**TASK DESCRIPTION:** The entries follow. Copy every line in which "Category" appears.

**PROVIDED DATA:**
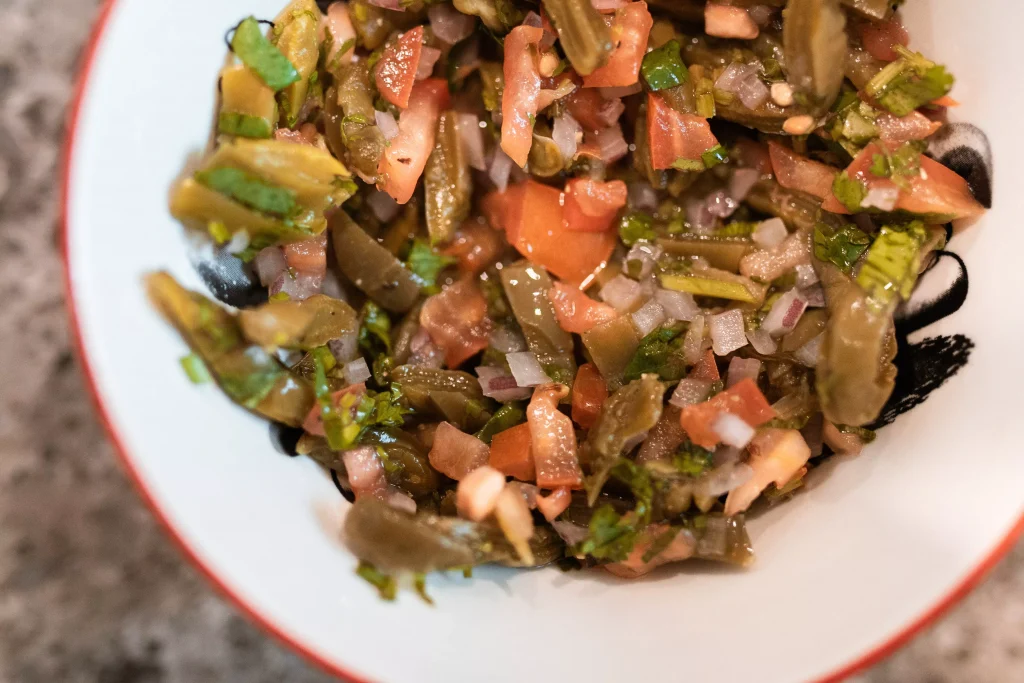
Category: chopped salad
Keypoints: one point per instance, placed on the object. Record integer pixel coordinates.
(578, 282)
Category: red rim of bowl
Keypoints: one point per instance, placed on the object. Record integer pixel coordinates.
(873, 655)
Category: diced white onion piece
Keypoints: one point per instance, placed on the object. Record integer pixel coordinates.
(678, 305)
(622, 91)
(449, 24)
(648, 317)
(784, 313)
(647, 254)
(815, 296)
(741, 369)
(642, 197)
(239, 243)
(770, 233)
(526, 369)
(883, 199)
(269, 264)
(477, 494)
(344, 348)
(732, 430)
(566, 132)
(383, 206)
(810, 353)
(741, 181)
(356, 371)
(507, 340)
(471, 137)
(723, 479)
(690, 391)
(622, 293)
(501, 386)
(693, 341)
(727, 332)
(762, 341)
(806, 275)
(428, 57)
(387, 124)
(399, 500)
(501, 167)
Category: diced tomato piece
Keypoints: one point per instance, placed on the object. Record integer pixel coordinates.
(314, 423)
(532, 217)
(522, 88)
(879, 38)
(776, 457)
(476, 246)
(742, 399)
(729, 22)
(555, 504)
(589, 393)
(396, 69)
(797, 172)
(553, 439)
(307, 256)
(403, 161)
(592, 111)
(706, 369)
(511, 454)
(674, 135)
(591, 205)
(576, 311)
(630, 30)
(455, 454)
(457, 321)
(914, 126)
(936, 190)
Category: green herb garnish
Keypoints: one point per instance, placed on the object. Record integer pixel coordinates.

**ANSWER FOR THIS EXERCISE:**
Category: chopped salad
Category: red rim of bowl
Category: diced white onion piece
Category: diced tomato piece
Category: green herb garnish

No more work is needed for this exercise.